Point localization data
########################################

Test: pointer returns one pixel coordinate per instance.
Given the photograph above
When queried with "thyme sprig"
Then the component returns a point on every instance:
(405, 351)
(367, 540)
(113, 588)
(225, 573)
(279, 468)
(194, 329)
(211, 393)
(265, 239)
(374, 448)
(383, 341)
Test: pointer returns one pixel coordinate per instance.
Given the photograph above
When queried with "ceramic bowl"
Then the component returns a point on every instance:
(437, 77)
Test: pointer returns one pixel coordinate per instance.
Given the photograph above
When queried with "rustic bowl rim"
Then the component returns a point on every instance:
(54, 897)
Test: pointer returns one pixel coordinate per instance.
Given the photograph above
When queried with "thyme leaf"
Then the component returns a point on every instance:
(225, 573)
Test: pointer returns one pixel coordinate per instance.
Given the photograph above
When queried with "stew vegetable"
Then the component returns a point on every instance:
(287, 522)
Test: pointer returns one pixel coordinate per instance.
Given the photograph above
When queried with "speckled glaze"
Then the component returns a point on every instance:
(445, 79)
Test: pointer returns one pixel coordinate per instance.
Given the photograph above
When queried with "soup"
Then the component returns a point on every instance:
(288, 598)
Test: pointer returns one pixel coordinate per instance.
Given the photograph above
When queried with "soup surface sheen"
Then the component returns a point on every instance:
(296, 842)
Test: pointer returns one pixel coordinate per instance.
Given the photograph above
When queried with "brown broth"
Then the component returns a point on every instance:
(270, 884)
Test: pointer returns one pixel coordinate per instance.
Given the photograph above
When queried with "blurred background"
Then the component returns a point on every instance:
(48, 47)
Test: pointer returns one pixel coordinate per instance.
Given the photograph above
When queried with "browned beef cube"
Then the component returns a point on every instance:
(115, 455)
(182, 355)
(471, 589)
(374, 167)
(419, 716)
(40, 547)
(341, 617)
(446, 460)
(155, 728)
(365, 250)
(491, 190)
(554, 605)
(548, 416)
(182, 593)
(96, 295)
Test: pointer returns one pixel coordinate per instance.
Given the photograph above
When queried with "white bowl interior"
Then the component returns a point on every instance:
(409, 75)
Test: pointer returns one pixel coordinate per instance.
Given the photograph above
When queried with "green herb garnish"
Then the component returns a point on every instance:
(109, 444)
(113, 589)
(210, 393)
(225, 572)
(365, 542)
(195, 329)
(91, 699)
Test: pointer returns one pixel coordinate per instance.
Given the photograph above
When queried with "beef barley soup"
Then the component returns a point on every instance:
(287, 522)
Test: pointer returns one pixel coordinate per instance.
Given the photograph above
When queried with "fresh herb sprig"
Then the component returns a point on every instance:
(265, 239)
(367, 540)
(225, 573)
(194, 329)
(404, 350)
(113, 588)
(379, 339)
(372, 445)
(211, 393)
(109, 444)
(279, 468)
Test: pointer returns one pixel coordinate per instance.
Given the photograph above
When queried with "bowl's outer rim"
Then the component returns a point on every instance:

########################################

__Work item__
Return every line of the entries above that the string "thyme" appears in.

__Your solution__
When queried with "thyme sprig"
When queried with "thyme leaf"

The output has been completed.